** START OF Material **
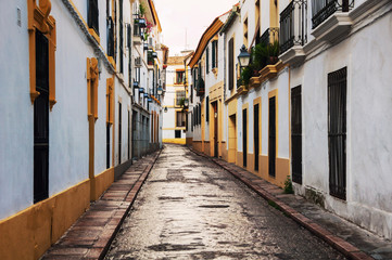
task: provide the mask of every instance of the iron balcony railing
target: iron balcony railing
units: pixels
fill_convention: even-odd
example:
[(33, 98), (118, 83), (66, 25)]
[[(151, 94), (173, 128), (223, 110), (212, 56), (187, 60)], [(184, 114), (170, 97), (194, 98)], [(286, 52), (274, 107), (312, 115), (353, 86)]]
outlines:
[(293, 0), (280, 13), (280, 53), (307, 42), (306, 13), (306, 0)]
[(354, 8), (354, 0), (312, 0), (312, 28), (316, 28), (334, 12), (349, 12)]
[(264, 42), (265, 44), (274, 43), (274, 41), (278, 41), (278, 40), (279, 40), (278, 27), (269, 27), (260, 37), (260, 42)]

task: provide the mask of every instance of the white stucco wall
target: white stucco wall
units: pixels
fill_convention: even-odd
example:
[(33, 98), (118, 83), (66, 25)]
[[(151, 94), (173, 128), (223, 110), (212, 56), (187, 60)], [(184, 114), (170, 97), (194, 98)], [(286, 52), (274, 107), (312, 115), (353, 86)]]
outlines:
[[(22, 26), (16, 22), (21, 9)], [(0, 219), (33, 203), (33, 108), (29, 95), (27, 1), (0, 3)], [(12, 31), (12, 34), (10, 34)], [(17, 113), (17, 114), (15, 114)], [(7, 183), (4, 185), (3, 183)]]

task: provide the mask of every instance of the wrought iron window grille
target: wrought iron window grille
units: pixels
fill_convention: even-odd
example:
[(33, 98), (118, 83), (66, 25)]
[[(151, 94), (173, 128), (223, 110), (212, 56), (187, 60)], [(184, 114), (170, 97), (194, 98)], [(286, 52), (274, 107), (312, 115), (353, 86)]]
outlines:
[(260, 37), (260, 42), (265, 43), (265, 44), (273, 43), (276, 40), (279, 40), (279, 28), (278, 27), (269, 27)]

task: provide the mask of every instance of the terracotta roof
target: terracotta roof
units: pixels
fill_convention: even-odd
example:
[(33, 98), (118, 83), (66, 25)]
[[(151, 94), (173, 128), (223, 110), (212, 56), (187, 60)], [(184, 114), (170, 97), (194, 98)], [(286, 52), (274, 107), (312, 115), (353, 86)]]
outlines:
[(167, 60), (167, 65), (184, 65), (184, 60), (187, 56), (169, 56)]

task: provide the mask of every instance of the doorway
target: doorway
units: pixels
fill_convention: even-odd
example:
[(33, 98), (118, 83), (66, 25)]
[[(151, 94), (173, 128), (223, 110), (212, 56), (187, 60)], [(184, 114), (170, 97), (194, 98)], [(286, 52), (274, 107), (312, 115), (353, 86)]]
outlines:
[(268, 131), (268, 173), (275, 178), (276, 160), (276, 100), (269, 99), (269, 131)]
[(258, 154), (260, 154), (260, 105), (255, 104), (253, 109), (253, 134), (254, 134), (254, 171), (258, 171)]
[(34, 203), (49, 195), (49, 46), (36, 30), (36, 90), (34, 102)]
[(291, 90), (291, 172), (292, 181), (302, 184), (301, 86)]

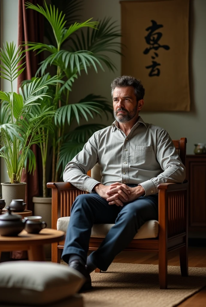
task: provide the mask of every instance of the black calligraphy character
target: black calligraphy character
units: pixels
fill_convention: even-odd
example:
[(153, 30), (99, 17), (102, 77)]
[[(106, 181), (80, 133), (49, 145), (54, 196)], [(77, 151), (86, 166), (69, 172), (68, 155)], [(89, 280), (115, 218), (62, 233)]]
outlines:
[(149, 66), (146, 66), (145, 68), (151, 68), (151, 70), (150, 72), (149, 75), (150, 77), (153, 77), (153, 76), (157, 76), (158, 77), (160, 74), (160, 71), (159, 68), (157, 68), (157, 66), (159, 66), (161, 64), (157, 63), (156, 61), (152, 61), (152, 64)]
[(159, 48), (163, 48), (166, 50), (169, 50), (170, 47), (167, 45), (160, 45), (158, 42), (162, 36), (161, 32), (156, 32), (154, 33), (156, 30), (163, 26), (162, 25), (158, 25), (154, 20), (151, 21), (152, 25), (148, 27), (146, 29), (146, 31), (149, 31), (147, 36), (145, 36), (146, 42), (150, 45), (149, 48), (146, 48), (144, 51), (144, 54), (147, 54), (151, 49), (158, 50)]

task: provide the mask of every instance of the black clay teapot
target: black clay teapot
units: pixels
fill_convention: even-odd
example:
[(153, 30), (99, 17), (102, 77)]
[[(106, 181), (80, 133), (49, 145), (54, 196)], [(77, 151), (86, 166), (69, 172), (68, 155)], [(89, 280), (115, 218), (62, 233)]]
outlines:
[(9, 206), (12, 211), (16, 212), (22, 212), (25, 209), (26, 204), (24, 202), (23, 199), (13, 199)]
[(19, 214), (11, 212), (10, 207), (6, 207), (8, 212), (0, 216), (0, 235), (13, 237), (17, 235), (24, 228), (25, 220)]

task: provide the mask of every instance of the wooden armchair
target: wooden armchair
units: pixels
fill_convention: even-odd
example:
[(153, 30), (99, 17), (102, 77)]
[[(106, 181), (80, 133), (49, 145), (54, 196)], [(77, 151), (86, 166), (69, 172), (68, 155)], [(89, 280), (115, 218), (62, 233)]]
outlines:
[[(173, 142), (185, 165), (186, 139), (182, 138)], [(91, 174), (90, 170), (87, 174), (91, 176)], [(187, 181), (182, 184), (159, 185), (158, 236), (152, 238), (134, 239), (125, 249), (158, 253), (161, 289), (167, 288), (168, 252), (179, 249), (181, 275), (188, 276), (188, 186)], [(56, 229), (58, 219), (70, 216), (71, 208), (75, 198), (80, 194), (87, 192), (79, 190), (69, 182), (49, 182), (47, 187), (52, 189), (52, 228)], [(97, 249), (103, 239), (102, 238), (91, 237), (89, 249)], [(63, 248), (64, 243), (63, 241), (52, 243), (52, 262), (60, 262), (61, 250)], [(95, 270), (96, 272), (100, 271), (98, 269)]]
** END OF Material **
• Exercise prompt: Format every line of the data above as a JSON list of strings, one string per line, skipping blank lines. Leave out the picture lines.

• Result for this task:
[
  "task: provide the mask of every instance of the iron balcony railing",
  "target: iron balcony railing",
  "units: pixels",
  "fill_convention: even-odd",
  "example:",
  "[(33, 98), (118, 83), (66, 25)]",
  "[[(151, 94), (173, 128), (223, 110), (212, 56), (187, 60)], [(184, 114), (170, 97), (194, 98)], [(286, 52), (274, 107), (312, 115), (353, 86)]]",
  "outlines:",
  "[(293, 0), (280, 13), (280, 53), (307, 42), (306, 13), (306, 0)]",
  "[(354, 8), (354, 0), (312, 0), (312, 28), (316, 28), (334, 12), (349, 12)]",
  "[(264, 42), (265, 44), (274, 43), (274, 41), (278, 41), (278, 40), (279, 40), (278, 27), (269, 27), (260, 37), (260, 42)]",
  "task: provide the mask of every instance of the white stucco wall",
  "target: white stucco wall",
  "units: pixels",
  "fill_convention: even-odd",
  "example:",
  "[(33, 98), (118, 83), (66, 25)]",
  "[[(151, 94), (173, 128), (223, 110), (212, 56), (187, 60)], [(184, 114), (170, 97), (194, 98)], [(286, 52), (274, 107), (312, 115), (353, 86)]]",
  "outlines:",
  "[[(22, 26), (16, 22), (21, 9)], [(0, 219), (33, 203), (33, 108), (29, 95), (27, 1), (0, 3)], [(12, 31), (12, 34), (10, 34)], [(17, 113), (17, 114), (15, 114)], [(7, 183), (4, 185), (3, 183)]]",
  "task: provide the mask of every instance of the wrought iron window grille",
  "target: wrought iron window grille",
  "units: pixels",
  "fill_convention: even-odd",
  "example:",
  "[(33, 98), (118, 83), (66, 25)]",
  "[[(151, 94), (173, 128), (223, 110), (212, 56), (187, 60)], [(184, 114), (170, 97), (194, 98)], [(286, 52), (274, 107), (312, 115), (353, 86)]]",
  "outlines:",
  "[(260, 37), (260, 42), (265, 43), (265, 44), (273, 43), (276, 40), (279, 40), (279, 28), (278, 27), (269, 27)]",
  "task: provide the mask of every instance of the terracotta roof",
  "target: terracotta roof",
  "units: pixels",
  "fill_convention: even-odd",
  "example:",
  "[(33, 98), (118, 83), (66, 25)]",
  "[[(151, 94), (173, 128), (223, 110), (212, 56), (187, 60)], [(184, 114), (170, 97), (194, 98)], [(286, 52), (274, 107), (312, 115), (353, 86)]]",
  "outlines:",
  "[(167, 60), (167, 65), (184, 65), (184, 60), (187, 56), (169, 56)]",
  "task: provide the mask of every instance of the doorway",
  "target: doorway",
  "units: pixels",
  "fill_convention: even-odd",
  "example:",
  "[(33, 98), (118, 83), (66, 25)]",
  "[[(151, 94), (173, 128), (223, 110), (212, 56), (187, 60)], [(184, 114), (170, 97), (194, 98)], [(286, 52), (274, 107), (312, 115), (353, 86)]]",
  "outlines:",
  "[(268, 131), (268, 173), (275, 178), (276, 160), (276, 100), (269, 99), (269, 131)]",
  "[(258, 154), (260, 154), (260, 105), (255, 104), (253, 109), (253, 134), (254, 134), (254, 171), (258, 171)]",
  "[(34, 203), (49, 195), (49, 46), (36, 30), (36, 90), (34, 102)]",
  "[(291, 90), (291, 172), (292, 181), (302, 184), (301, 86)]",
  "task: provide the mask of every instance of the black calligraphy character",
  "target: black calligraphy character",
  "units: pixels",
  "fill_convention: even-odd",
  "example:",
  "[(153, 30), (99, 17), (102, 77)]",
  "[[(106, 181), (80, 133), (49, 145), (54, 196)], [(77, 151), (86, 166), (69, 172), (68, 155)], [(89, 280), (115, 218), (62, 233)]]",
  "outlines:",
  "[(149, 66), (146, 66), (145, 68), (151, 68), (151, 70), (150, 72), (149, 75), (150, 77), (153, 77), (153, 76), (157, 76), (158, 77), (160, 74), (160, 71), (159, 68), (157, 68), (157, 66), (159, 66), (161, 64), (157, 63), (156, 61), (152, 61), (152, 64)]",
  "[(159, 48), (163, 48), (166, 50), (169, 50), (170, 47), (167, 45), (160, 45), (158, 42), (162, 36), (161, 32), (156, 32), (154, 33), (156, 30), (163, 26), (162, 25), (158, 25), (154, 20), (151, 21), (152, 25), (148, 27), (146, 29), (146, 31), (149, 31), (147, 36), (145, 36), (146, 42), (150, 45), (149, 48), (146, 48), (144, 51), (144, 54), (147, 54), (151, 49), (158, 50)]",
  "task: provide the mask of every instance of the black clay teapot",
  "target: black clay teapot",
  "units: pixels",
  "fill_convention: even-odd",
  "example:",
  "[(153, 30), (99, 17), (102, 77)]",
  "[[(106, 181), (80, 133), (49, 145), (54, 196)], [(77, 151), (86, 166), (69, 172), (68, 155)], [(89, 280), (115, 218), (62, 233)]]",
  "outlines:",
  "[(9, 206), (12, 211), (16, 212), (22, 212), (25, 209), (26, 204), (24, 202), (23, 199), (13, 199)]",
  "[(19, 214), (11, 212), (10, 207), (6, 207), (8, 212), (0, 216), (0, 235), (13, 237), (17, 235), (24, 228), (25, 220)]",
  "task: provide the mask of every instance of the wooden armchair",
  "target: wooden armchair",
  "units: pixels",
  "fill_convention: even-odd",
  "example:",
  "[(153, 30), (99, 17), (102, 77)]",
  "[[(106, 181), (80, 133), (49, 145), (54, 196)], [(77, 151), (86, 166), (69, 172), (68, 155)], [(89, 280), (115, 218), (62, 233)]]",
  "outlines:",
  "[[(173, 142), (185, 165), (186, 139), (182, 138)], [(91, 174), (90, 170), (87, 174), (91, 176)], [(187, 181), (182, 184), (159, 185), (158, 236), (152, 238), (134, 239), (125, 249), (158, 253), (161, 289), (167, 288), (168, 252), (179, 249), (181, 275), (188, 276), (188, 186)], [(56, 229), (58, 219), (70, 216), (71, 208), (75, 198), (80, 194), (87, 192), (79, 190), (69, 182), (49, 182), (47, 187), (52, 189), (52, 228)], [(97, 249), (103, 239), (102, 238), (91, 237), (89, 249)], [(63, 248), (64, 243), (63, 241), (52, 243), (52, 262), (60, 262), (61, 250)], [(95, 270), (96, 272), (100, 271), (98, 269)]]"
]